= Enunciado da tarefa =
Relacione todos os nomes próprios distintos presentes no trecho sobre os Katukina e a BR-364, apresentado abaixo, cada um uma única vez.

Os Katukina que de fato mais precisam ir a Cruzeiro do Sul para a compra de alimentos recebem orientações e são supervisionados. Aqueles que ficam muito tempo longe das aldeias ficam em quarentena de sete dias e são consultados por uma infectologista antes de voltar para casa.

O povo Katukina e a BR-364

A história mais recente dos Katukina está intrinsecamente ligada à da BR-364. Eles próprios ajudaram na construção da rodovia no início da década de 1970. Era neste período que o regime militar brasileiro (1964-1985) iniciava sua política de desenvolvimento para a Amazônia, sendo a abertura de estradas uma das principais dela. A mais emblemática é a Rodovia Transamazônica, que tinha como promessa integrar a região ao restante do país, proporcionando “progresso” em meio à falência da economia extrativista.

= Registros de um conjunto de dados =
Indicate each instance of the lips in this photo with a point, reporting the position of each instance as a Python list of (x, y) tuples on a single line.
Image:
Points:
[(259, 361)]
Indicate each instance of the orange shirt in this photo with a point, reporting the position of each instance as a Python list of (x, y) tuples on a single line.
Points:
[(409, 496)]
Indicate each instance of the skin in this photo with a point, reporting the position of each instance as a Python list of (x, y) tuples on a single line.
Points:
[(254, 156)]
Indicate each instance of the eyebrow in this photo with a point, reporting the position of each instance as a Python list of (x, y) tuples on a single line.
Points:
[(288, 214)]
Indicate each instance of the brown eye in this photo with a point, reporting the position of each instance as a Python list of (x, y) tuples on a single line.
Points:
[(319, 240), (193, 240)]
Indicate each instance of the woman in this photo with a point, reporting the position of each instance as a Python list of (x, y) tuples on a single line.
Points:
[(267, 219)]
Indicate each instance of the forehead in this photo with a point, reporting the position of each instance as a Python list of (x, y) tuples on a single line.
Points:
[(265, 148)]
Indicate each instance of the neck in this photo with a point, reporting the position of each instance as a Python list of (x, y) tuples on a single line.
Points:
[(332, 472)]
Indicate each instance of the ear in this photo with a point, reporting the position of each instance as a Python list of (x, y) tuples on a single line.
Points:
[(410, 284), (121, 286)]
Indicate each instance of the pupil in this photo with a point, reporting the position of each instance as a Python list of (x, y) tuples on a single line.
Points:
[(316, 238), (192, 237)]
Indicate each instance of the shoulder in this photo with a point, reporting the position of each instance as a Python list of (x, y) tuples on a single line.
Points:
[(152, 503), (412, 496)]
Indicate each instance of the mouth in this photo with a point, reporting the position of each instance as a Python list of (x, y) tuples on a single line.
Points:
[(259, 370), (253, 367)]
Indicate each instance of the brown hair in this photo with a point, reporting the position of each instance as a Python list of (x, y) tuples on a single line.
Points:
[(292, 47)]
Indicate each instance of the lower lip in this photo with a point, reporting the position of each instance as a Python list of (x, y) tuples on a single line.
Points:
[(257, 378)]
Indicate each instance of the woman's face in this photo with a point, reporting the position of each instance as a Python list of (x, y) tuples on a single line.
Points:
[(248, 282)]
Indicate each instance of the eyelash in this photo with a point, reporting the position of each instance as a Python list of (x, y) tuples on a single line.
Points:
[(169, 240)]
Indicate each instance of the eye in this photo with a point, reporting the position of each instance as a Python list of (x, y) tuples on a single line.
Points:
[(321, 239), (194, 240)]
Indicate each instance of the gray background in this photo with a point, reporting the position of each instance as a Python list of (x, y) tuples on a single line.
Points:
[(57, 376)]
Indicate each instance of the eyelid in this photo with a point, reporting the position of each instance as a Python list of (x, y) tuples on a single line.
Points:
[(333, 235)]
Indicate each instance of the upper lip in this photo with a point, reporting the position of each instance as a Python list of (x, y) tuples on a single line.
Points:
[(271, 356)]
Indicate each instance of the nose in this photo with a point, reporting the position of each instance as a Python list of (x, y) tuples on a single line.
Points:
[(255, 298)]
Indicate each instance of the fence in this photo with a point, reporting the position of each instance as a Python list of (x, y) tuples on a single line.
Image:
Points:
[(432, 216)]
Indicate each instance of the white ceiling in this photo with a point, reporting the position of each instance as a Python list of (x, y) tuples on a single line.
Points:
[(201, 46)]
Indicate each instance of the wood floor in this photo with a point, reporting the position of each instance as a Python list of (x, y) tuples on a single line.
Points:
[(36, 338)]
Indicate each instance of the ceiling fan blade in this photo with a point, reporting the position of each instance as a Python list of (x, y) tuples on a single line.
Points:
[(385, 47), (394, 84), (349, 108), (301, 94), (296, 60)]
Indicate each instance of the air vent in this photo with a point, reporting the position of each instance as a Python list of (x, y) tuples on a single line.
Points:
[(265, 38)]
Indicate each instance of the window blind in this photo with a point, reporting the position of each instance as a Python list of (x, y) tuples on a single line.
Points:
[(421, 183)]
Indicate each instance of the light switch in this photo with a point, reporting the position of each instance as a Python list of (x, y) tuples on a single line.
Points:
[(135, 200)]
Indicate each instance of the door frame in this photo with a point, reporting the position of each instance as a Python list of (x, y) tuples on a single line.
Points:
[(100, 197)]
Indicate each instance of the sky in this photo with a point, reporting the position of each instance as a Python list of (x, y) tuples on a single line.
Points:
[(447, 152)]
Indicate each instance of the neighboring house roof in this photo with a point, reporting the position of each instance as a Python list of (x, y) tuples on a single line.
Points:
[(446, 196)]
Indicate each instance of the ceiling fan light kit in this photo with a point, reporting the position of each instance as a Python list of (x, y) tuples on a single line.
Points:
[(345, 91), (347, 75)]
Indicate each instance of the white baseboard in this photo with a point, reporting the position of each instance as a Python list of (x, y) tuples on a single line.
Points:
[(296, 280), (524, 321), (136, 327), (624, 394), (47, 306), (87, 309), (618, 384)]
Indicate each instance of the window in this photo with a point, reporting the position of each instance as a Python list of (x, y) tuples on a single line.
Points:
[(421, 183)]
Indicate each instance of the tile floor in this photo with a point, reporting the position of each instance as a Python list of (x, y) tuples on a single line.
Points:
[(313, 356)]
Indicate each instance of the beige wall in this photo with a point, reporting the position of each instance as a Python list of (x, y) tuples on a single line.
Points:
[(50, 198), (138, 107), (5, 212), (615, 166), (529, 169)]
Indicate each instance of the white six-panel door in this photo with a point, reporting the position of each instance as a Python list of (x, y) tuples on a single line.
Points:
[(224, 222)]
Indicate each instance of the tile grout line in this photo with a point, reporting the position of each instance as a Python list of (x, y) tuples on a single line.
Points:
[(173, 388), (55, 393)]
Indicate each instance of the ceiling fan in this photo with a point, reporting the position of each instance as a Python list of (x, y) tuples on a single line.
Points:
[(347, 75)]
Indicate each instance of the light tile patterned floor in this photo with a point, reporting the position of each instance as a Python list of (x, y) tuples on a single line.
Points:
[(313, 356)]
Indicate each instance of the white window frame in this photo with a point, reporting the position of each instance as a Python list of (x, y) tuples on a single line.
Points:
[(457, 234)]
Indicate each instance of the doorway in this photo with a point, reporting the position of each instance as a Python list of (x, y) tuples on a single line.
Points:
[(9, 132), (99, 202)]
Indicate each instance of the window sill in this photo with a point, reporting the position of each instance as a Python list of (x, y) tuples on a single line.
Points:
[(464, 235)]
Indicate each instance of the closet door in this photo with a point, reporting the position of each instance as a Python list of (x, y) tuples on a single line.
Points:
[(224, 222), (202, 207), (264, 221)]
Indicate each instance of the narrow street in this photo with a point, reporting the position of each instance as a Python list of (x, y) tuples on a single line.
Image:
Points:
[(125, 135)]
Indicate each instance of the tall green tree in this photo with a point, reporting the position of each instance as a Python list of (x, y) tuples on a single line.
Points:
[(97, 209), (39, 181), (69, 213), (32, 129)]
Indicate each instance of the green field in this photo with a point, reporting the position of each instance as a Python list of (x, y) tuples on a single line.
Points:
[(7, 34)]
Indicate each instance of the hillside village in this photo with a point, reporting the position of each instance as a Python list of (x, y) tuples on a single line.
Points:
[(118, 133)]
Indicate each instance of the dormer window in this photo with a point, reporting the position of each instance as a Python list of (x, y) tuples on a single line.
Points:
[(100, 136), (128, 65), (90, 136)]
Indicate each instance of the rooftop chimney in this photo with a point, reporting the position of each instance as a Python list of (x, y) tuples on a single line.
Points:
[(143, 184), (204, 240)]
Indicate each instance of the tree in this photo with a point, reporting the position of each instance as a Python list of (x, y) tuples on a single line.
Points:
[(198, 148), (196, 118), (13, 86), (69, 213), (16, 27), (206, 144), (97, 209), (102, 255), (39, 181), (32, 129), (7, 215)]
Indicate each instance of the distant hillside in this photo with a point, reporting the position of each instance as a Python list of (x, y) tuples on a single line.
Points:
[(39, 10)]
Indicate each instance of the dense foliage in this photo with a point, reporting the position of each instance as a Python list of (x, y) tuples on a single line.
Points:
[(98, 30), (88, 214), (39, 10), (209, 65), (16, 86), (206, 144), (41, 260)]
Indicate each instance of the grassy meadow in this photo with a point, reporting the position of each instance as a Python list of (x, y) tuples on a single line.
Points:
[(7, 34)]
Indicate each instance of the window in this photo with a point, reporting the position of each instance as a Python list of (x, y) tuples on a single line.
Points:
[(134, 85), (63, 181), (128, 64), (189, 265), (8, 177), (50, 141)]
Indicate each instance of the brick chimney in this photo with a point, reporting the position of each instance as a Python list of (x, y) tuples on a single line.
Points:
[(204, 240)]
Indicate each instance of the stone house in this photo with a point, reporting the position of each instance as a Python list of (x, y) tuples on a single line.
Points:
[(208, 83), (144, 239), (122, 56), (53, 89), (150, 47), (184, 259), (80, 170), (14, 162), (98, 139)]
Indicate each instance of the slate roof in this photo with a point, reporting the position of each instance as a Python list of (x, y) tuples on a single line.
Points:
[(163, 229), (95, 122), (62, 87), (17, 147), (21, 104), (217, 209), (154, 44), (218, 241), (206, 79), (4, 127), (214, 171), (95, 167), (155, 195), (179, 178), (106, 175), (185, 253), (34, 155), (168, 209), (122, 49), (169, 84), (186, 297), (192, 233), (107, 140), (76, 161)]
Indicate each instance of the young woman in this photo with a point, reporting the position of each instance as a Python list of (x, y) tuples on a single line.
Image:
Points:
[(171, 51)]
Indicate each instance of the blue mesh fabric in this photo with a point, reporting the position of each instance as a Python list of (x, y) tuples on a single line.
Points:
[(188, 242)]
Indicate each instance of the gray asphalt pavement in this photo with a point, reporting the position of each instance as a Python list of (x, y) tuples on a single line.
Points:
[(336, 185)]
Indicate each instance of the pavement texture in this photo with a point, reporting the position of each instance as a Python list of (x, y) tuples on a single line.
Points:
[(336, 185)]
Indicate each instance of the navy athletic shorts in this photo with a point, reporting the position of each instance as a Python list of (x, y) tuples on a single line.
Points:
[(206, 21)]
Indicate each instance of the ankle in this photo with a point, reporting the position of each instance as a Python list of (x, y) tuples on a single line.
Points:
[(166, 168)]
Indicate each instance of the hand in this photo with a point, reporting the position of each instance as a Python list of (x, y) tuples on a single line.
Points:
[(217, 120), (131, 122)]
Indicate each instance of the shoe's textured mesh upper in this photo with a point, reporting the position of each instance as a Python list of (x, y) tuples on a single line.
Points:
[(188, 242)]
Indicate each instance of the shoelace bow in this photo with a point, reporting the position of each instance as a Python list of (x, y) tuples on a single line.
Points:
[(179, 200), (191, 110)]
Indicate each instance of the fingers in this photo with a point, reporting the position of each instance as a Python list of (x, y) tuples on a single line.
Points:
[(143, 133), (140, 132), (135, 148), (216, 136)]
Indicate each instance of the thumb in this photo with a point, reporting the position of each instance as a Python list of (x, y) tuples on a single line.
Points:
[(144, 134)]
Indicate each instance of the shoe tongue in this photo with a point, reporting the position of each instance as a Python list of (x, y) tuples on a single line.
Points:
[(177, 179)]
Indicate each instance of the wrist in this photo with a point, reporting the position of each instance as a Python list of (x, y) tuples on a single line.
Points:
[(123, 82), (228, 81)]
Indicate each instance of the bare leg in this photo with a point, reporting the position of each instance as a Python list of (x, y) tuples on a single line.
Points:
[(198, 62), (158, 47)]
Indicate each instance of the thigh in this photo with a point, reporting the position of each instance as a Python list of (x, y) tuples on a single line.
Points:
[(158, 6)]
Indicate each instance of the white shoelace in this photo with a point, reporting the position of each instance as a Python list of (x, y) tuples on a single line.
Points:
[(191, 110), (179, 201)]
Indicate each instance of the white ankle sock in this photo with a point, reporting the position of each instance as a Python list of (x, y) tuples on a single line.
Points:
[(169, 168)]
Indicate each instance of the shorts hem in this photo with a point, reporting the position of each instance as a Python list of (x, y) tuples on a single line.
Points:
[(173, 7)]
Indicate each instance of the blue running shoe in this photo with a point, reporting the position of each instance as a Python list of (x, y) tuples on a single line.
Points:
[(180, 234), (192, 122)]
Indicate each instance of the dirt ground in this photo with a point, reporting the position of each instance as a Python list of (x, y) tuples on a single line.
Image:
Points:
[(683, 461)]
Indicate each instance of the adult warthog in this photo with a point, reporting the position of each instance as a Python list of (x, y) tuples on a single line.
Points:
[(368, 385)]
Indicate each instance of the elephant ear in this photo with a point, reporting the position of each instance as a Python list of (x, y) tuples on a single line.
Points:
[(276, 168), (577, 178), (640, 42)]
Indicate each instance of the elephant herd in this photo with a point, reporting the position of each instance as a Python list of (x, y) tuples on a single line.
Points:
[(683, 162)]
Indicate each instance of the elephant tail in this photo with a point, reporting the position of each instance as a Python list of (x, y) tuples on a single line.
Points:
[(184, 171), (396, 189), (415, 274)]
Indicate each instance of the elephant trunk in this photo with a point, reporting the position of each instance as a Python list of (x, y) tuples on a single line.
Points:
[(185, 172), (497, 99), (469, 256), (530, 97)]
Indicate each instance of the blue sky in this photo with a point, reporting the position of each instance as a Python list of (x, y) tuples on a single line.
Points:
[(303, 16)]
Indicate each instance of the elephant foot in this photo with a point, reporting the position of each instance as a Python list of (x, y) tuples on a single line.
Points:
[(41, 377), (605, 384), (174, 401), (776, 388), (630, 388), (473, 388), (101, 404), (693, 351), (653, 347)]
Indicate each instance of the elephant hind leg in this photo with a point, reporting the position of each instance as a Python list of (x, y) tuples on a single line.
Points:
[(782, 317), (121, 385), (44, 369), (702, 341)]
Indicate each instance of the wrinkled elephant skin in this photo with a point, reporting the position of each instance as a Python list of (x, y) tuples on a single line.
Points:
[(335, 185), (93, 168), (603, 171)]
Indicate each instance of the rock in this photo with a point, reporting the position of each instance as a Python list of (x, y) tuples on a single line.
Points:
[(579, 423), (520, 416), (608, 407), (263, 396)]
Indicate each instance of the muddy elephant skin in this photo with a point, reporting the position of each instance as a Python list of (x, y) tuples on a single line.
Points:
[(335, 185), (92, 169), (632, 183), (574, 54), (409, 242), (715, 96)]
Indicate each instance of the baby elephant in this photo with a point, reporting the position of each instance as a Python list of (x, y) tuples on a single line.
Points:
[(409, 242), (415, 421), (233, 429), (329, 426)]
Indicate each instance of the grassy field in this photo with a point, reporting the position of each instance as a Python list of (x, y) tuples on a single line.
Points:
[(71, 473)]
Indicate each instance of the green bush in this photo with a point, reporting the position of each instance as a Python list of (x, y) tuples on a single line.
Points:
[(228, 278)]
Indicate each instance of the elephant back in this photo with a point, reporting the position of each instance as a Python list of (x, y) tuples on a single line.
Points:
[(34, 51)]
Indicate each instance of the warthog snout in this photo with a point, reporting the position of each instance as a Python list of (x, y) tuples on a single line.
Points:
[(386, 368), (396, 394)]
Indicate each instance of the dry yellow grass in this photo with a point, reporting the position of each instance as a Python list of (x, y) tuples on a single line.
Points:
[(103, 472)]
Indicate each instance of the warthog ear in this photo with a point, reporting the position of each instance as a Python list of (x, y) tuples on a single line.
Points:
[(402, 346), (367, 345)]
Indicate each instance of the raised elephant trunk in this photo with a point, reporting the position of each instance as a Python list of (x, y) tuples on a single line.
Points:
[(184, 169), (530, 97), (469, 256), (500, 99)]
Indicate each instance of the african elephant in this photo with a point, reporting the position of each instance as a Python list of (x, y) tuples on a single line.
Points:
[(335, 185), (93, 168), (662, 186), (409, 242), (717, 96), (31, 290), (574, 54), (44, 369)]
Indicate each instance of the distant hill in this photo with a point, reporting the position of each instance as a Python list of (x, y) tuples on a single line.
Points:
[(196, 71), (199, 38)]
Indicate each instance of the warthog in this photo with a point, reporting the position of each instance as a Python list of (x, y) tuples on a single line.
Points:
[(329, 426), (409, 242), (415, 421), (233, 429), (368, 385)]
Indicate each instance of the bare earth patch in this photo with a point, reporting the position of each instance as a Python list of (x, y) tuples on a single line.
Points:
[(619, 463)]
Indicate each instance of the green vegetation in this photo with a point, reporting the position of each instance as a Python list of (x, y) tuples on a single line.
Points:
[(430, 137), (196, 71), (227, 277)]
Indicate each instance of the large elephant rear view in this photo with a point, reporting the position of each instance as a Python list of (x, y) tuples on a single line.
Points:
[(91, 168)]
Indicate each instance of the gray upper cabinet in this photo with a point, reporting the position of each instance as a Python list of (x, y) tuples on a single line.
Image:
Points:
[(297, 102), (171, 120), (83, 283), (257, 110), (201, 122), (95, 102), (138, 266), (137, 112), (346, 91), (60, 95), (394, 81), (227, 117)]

= Resposta =
Katukina
Cruzeiro do Sul
BR-364
Amazônia
Rodovia Transamazônica